Problem to solve: Write out the stretch of the records from the line that contains "Task: If you could tag each instance of the stone" through the line that contains "<point>1152,762</point>", both included, copying each line exactly.

Dataset records on where objects appear:
((

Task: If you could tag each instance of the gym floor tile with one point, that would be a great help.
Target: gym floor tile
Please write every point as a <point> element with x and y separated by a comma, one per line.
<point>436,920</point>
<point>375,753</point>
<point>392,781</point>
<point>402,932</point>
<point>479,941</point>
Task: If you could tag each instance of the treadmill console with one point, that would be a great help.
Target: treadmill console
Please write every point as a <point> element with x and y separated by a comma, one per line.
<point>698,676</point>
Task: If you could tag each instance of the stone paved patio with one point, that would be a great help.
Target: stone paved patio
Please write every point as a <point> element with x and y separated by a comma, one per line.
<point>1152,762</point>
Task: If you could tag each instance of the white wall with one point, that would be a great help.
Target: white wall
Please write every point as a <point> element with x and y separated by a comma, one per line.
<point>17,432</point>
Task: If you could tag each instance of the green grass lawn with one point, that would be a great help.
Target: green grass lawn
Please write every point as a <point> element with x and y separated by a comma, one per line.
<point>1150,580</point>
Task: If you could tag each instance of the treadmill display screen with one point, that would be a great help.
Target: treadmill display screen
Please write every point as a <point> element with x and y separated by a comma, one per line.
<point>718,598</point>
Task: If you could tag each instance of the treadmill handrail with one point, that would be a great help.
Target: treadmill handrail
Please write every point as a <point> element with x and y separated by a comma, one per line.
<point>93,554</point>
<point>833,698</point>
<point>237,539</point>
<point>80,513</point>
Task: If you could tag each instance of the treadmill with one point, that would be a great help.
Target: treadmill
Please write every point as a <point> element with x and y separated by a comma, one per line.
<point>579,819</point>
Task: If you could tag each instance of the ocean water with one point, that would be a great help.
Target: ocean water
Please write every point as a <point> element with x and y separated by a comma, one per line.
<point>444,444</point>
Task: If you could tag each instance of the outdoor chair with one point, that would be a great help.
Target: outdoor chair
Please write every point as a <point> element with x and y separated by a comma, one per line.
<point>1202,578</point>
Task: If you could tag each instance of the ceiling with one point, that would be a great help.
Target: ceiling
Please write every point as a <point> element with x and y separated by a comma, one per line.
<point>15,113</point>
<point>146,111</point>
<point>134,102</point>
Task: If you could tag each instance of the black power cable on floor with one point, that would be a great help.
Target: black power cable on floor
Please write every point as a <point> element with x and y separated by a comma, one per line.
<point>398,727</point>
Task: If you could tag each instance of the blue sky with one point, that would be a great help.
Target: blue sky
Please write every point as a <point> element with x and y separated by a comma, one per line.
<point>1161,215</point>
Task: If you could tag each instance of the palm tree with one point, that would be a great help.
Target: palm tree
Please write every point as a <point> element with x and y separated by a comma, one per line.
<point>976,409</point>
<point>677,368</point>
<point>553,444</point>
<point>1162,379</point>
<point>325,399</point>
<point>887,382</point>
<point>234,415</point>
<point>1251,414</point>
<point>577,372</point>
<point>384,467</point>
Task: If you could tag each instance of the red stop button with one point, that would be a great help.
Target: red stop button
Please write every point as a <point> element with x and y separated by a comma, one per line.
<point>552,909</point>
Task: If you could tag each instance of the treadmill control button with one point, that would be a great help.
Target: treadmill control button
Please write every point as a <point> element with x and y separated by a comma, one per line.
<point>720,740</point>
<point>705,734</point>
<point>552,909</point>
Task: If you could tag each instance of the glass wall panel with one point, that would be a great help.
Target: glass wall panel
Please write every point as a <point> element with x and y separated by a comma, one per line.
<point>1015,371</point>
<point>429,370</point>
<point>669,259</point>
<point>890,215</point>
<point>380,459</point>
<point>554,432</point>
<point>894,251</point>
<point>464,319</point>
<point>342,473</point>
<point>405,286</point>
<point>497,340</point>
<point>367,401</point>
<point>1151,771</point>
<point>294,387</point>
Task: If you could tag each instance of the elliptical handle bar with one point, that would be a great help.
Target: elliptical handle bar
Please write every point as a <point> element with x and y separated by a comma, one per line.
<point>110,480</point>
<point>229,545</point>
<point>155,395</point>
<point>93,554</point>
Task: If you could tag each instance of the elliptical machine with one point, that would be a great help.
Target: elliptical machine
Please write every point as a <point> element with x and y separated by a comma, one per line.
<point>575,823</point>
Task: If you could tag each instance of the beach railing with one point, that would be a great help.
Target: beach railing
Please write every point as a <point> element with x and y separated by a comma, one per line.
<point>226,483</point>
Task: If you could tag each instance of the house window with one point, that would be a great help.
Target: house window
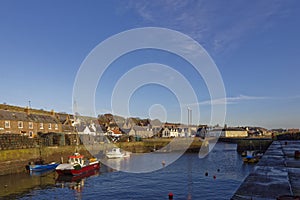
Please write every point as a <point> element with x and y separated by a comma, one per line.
<point>41,126</point>
<point>30,134</point>
<point>20,124</point>
<point>7,124</point>
<point>30,125</point>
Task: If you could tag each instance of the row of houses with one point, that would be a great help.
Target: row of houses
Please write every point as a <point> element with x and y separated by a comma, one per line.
<point>29,122</point>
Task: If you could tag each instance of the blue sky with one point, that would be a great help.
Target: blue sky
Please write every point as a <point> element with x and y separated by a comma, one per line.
<point>255,45</point>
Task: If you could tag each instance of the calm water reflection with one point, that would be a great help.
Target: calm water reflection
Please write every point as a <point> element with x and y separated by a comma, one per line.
<point>224,167</point>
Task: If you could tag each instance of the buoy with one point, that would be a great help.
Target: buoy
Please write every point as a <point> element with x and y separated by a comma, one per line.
<point>170,195</point>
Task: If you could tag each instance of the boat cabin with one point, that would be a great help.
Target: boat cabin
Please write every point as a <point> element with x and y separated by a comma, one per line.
<point>76,159</point>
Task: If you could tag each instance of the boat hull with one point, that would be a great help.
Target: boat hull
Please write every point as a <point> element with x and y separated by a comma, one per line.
<point>76,172</point>
<point>39,168</point>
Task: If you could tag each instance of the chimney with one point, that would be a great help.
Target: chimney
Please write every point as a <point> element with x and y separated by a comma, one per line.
<point>52,113</point>
<point>27,110</point>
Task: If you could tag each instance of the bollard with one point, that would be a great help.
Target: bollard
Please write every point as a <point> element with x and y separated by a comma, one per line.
<point>170,195</point>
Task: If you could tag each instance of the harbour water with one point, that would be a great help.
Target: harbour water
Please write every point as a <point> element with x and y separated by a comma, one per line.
<point>217,176</point>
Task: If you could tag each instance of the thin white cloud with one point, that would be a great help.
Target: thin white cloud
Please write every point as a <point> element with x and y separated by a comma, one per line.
<point>230,100</point>
<point>218,26</point>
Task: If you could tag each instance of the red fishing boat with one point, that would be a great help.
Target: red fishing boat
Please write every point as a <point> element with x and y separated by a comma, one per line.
<point>77,165</point>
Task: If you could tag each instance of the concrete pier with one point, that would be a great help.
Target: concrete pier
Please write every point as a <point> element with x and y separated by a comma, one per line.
<point>276,175</point>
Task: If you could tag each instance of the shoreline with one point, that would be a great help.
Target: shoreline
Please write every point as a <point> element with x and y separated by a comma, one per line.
<point>14,161</point>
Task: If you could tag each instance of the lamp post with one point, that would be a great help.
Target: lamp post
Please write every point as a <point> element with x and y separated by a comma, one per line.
<point>189,119</point>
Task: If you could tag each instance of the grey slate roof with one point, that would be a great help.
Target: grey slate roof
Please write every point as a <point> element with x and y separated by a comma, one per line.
<point>22,116</point>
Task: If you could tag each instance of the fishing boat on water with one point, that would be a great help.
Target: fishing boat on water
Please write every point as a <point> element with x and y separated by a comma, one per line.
<point>43,167</point>
<point>77,165</point>
<point>116,153</point>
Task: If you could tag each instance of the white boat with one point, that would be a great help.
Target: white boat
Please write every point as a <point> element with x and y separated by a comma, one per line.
<point>116,153</point>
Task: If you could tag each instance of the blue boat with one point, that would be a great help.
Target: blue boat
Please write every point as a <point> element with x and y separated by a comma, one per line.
<point>45,167</point>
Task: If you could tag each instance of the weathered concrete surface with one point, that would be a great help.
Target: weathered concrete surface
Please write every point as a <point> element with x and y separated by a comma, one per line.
<point>276,175</point>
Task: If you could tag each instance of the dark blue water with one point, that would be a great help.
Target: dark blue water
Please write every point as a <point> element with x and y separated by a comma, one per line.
<point>184,178</point>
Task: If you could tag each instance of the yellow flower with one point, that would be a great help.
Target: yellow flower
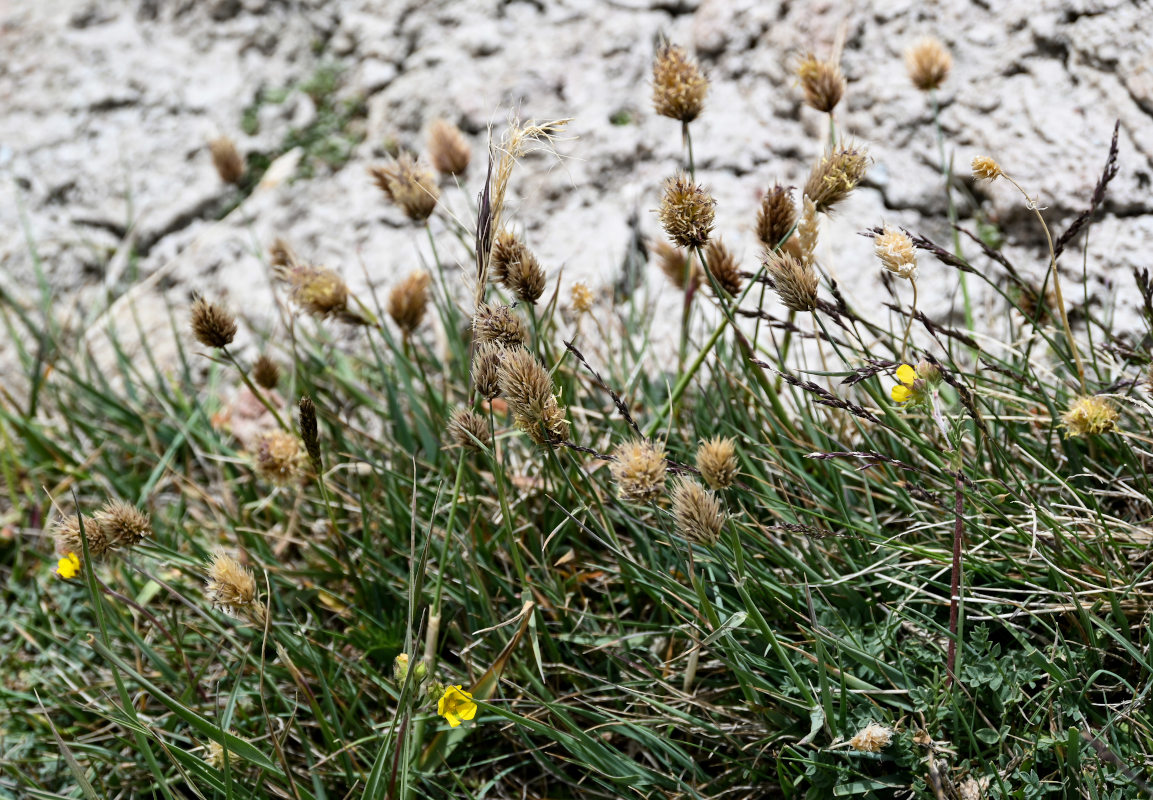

))

Finished answer:
Task: If you could tag each instance of the stone paved patio with one point, that would be a great help.
Target: stone paved patio
Please write every point as a <point> element with x and y separated by a comma, one per line.
<point>1152,762</point>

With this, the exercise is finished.